RECORDS:
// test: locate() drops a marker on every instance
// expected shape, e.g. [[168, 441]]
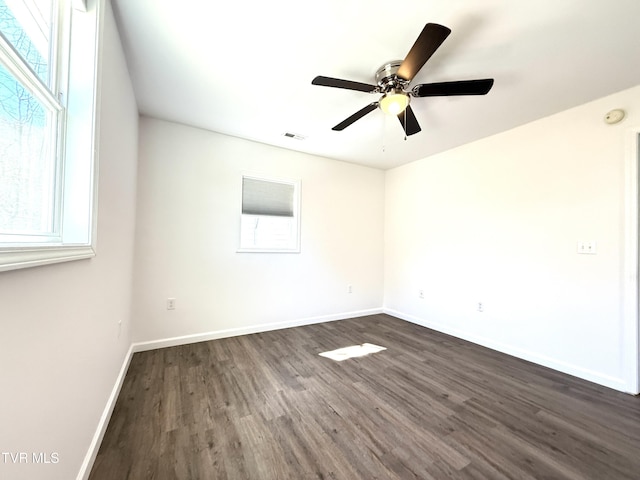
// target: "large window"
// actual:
[[47, 110], [270, 219]]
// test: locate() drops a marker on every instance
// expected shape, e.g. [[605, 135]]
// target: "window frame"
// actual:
[[75, 89], [296, 220]]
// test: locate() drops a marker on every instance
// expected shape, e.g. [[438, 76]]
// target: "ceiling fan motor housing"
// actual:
[[387, 79]]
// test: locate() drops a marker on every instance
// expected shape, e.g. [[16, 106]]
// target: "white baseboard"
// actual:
[[234, 332], [586, 374], [90, 458]]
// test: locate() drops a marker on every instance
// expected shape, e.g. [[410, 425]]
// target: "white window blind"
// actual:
[[269, 220], [264, 197]]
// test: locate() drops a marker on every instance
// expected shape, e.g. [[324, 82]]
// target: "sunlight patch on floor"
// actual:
[[353, 351]]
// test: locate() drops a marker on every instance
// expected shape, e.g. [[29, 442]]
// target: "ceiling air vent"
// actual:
[[294, 136]]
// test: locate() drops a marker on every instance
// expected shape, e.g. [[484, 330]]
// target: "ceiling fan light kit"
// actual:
[[393, 79]]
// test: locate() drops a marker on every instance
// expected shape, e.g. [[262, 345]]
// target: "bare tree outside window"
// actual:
[[27, 127]]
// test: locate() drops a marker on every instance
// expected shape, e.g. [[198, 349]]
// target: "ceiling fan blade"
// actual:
[[428, 41], [348, 84], [445, 89], [409, 121], [356, 116]]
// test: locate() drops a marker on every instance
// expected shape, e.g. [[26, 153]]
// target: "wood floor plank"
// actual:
[[266, 406]]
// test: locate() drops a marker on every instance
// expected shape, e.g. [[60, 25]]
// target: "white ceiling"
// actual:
[[244, 68]]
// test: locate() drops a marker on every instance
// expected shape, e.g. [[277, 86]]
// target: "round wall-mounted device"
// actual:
[[614, 116]]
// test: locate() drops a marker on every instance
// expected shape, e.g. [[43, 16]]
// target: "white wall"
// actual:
[[187, 235], [61, 348], [497, 222]]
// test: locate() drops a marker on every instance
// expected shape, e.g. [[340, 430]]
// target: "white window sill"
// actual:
[[16, 258], [266, 250]]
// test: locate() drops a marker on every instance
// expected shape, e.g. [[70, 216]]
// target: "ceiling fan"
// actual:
[[393, 79]]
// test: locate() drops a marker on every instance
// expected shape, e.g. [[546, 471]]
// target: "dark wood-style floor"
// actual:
[[267, 407]]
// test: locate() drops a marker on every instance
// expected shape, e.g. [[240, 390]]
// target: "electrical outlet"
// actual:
[[171, 303], [587, 247]]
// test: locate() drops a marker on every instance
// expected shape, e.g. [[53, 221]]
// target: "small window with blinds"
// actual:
[[270, 217]]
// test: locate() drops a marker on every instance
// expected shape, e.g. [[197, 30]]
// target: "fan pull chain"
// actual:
[[405, 125]]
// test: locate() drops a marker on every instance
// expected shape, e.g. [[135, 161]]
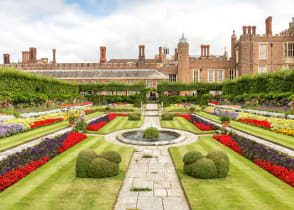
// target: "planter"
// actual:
[[226, 124]]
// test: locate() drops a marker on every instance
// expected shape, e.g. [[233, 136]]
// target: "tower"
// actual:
[[183, 61]]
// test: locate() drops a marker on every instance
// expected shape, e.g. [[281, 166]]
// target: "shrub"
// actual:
[[134, 116], [204, 169], [100, 168], [151, 133], [192, 156], [84, 159], [167, 117], [112, 156]]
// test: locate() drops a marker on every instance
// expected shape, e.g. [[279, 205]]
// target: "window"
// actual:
[[210, 76], [172, 77], [261, 68], [262, 51], [289, 50], [220, 75], [196, 75], [149, 83]]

SET EXERCISE: Copy all of the material above word for word, omitting the pictures.

RESULT OF THIS EXERCISE:
// test: locate() drops a marker on every instance
// expected shape, e.g. [[168, 441]]
// target: "large window"
// actual:
[[47, 110], [270, 219]]
// test: locate() drops a marker on every instance
// expected shape, e.g. [[605, 135]]
// target: "window frame"
// actual:
[[75, 89], [296, 220]]
// test: locate() drops a marker on every instance
// expected shape, e.g. [[438, 76]]
// target: "ceiling fan motor housing"
// actual:
[[387, 79]]
// test: locate() drops a marker on every instance
// expected shape, e.g. [[16, 106]]
// target: "white baseboard"
// actual:
[[234, 332], [586, 374], [90, 458]]
// test: locate() drops a marker on every instance
// expected shape, e.g. [[410, 425]]
// target: "white window blind"
// actual:
[[269, 220], [264, 197]]
// test: locate() drops a marker on every instance
// expected shape, e.g. [[324, 82]]
// target: "sunlight patch on floor"
// actual:
[[353, 351]]
// test: locate() drops a marker on every instance
// expected shape, e.g. [[29, 442]]
// target: "ceiling air vent"
// actual:
[[294, 136]]
// test: locate() drops a marker on every instance
// expected shape, e.g. [[484, 330]]
// target: "ceiling fan light kit"
// actual:
[[393, 79]]
// test: locate() drops a marker on every instance
// expected shape, e.g. [[262, 345]]
// target: "bare tree outside window"
// actual:
[[27, 127]]
// test: locate() drops a marker on every instance
// expected shape, e.g. [[198, 349]]
// target: "ceiling fan blade"
// actual:
[[428, 41], [348, 84], [445, 89], [409, 121], [356, 116]]
// test: locate() drops a marker on every instance
// expected shape, e.g. [[26, 153]]
// target: "wood floor plank"
// actual:
[[266, 406]]
// test: locate() drops a marker on every instance
// expected shape, e.g. [[60, 25]]
// target: "white ceiling"
// actual:
[[244, 68]]
// test: locate() drops a marker on every instance
// expected shape, e.g. [[277, 86]]
// target: "round wall-mounted device"
// actual:
[[614, 116]]
// test: locate() drops a marker on every instance
// expected shape, e.g. [[43, 16]]
// target: "white wall"
// actual:
[[187, 235], [61, 348], [497, 222]]
// test: locate() drops a marker on every instance
// expected shape, e.g. [[340, 430]]
// target: "white window sill"
// actual:
[[16, 258], [266, 250]]
// test: locate() drops a marker on every instance
// expected shape, e.g. [[70, 216]]
// target: "ceiling fan"
// actual:
[[393, 79]]
// test: locate() drops a marker on every instance
// expected shape, e.g. [[546, 471]]
// target: "dark wood-style floor"
// actual:
[[267, 407]]
// test: locate() drops a marker on every instance
// expected shape, e.g. [[240, 390]]
// target: "electrical outlet"
// actual:
[[171, 303], [587, 247]]
// test: locate() drops a marker on every instance
// expected shape, e.g. [[53, 221]]
// target: "small window with blinds"
// actual:
[[270, 217]]
// test: locate() drops a marker on every instance
// expected shape, e.g. [[197, 30]]
// target: "fan pull chain"
// actual:
[[405, 125]]
// test: locate() drops a marker on every instance
// expected shape, e.g. [[135, 161]]
// target: "planter"
// actual:
[[226, 124]]
// test: locate() drops a marker on every instance
// expected shape, e.g. [[233, 136]]
// target: "tower"
// actual:
[[183, 61]]
// test: locate() drops a marker on every instance
// expected shape, e.g. [[281, 166]]
// target: "shrub"
// actual:
[[134, 116], [204, 169], [100, 168], [151, 133], [192, 156], [84, 159], [167, 117], [112, 156]]
// test: locate() drops a marker on every instance
// expected shape, e.g. [[279, 205]]
// target: "window"
// actual:
[[210, 76], [172, 77], [261, 68], [262, 51], [289, 50], [220, 75], [196, 75], [149, 83]]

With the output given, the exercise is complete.